====== Rows ======

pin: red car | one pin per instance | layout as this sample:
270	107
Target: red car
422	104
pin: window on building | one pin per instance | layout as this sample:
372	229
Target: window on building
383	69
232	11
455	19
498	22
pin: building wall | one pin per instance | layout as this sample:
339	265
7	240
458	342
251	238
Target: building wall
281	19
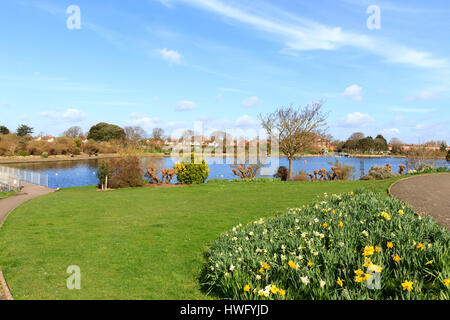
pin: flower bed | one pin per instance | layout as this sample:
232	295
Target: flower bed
350	246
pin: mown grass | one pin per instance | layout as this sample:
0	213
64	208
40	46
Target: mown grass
4	195
141	243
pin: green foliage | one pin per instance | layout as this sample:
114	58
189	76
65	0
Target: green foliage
4	130
316	253
379	173
345	172
125	172
256	180
24	130
105	132
189	172
76	151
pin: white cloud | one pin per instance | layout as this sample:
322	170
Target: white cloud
170	55
424	95
246	121
354	92
299	34
413	110
390	132
251	102
70	115
356	120
185	106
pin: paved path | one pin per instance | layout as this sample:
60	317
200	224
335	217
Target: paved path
7	205
427	193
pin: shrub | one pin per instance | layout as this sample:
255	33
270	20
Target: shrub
379	173
301	176
125	172
189	172
76	151
282	173
344	172
327	249
257	180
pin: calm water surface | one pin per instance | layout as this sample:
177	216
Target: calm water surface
80	173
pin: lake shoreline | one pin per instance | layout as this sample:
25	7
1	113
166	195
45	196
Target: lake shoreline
39	159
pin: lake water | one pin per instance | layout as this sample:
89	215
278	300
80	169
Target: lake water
80	173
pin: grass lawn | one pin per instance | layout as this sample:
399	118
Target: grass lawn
141	243
7	194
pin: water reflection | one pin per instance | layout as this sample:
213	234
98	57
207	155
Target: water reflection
63	174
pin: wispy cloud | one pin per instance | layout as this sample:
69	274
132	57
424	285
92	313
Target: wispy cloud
354	92
413	110
356	120
185	106
251	102
70	115
170	55
299	34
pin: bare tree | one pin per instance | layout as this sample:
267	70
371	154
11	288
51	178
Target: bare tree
73	132
295	128
134	134
158	134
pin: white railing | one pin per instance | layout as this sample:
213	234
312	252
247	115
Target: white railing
11	174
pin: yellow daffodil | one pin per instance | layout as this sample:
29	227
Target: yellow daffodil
359	272
292	264
368	251
447	282
407	285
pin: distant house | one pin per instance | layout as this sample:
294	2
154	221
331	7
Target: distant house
46	138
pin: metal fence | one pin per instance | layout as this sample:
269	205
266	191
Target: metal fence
10	175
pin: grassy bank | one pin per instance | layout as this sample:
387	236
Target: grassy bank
136	243
4	195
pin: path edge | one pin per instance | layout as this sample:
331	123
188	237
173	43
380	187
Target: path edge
5	288
411	177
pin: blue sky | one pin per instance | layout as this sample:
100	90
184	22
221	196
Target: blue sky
169	63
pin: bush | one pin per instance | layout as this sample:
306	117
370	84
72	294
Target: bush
190	172
345	172
282	173
379	173
76	151
326	251
125	172
257	180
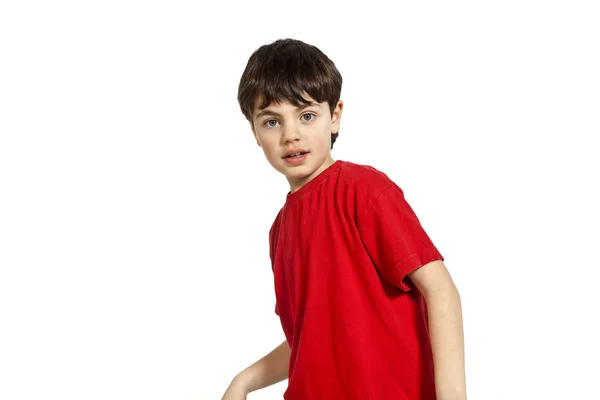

======

- [What you are asked to do] Reproduce every line from the one containing "pin: bush |" through the end of the items, shifting each answer coordinate by adding 70 to it and leaving the layout samples unchanged. Omit the picture from the output.

- [Task output]
pin: bush | one pin per instance | layout as this sample:
306	117
370	84
72	294
Target: bush
260	242
415	242
352	243
449	243
146	221
396	321
195	242
327	250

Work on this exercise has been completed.